[DEINE AUFGABEN]
A: Wo fand laut dem Wochenrückblick das Familiendate am Sonntag statt?
B: Führe den Wochenrückblick nach seinem letzten Satz weiter.

[TEXTAUSSCHNITT]
☆ ☆ ☆

Tagebuch

Wochenrückblick vom 27. Januar bis 02. Februar

The good life am Sonntag. Ausschlafen, lesen, frühstücken, lesen, Wäsche waschen, lesen — der Mann und ich machten uns einen faulen Lenz, und das nicht zu knapp. Als sich die frühen Abendstunden über den Tag senkten, wurde es jedoch unumgänglich, Kleidung anzulegen — für ein Familiendate beim örtlichen Vietnamesen hielten wir das zumindest für angemessen. Wir können damit auch nicht allzu falsch gelegen haben, denn wir verbrachten einen recht amüsanten Abend mit der Blutlinie des Mannes. Das Saigon floss so durch, die Schwägerin und ich bauten Luftschlösser (sie regelt die Finanzen unseres Lebenshofs, ich kümmere mich ums Körperliche), und anstatt noch Nachtisch hinterherzuschaufeln, nahmen wir das erste sich bietende Schlaffenster und verlegten den Verdauungsvorgang auf die jeweiligen Couchgarnituren. Dann Seriengegucke, Buchauslesung, Nachtschlaf; es hätte kaum ertragbarer sein können.

☆ ☆ ☆

[DATENAUSZUG]
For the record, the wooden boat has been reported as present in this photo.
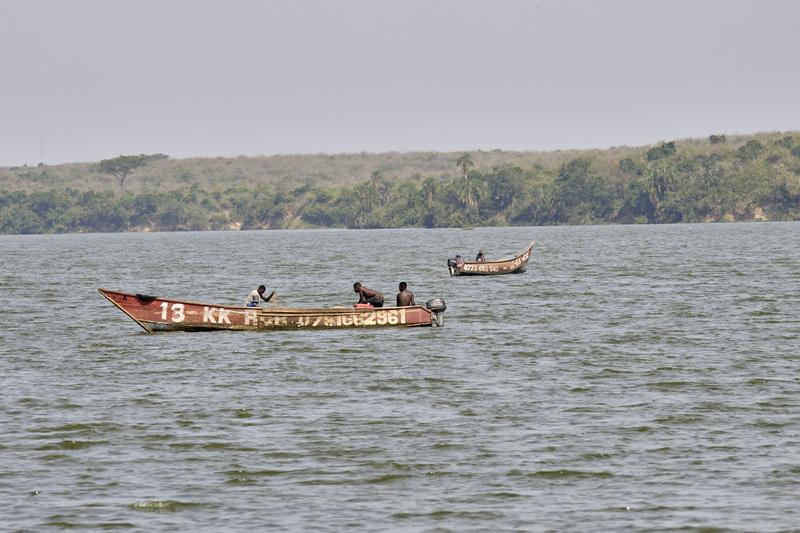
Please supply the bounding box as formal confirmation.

☆ ☆ ☆

[LÖSUNGEN ZUR ÜBUNG]
A: Beim örtlichen Vietnamesen.

B:
Abschied. Montag Nachmittag war die Hauselfe das letzte Mal hier, und sie hat die Gelegenheit genutzt, nochmal so richtig sauberzumachen sauer zu sein. Ich habe wirklich noch nie jemanden kennengelernt, der so gründlichen und anhaltenden Lamentierbedarf hat — und zwar über das Leben, über den Alltag und ganz besonders über die Anderen. Anderthalb Jahre lang war ich jeden Montag darum bemüht, schäumender Wut mit Liebe, Verständnis und einem offenen Ohr zu begegnen. Ich versichere Ihnen hiermit hoch und heilig, dass mir das auf keinen Fall fehlen wird (sie aber schon).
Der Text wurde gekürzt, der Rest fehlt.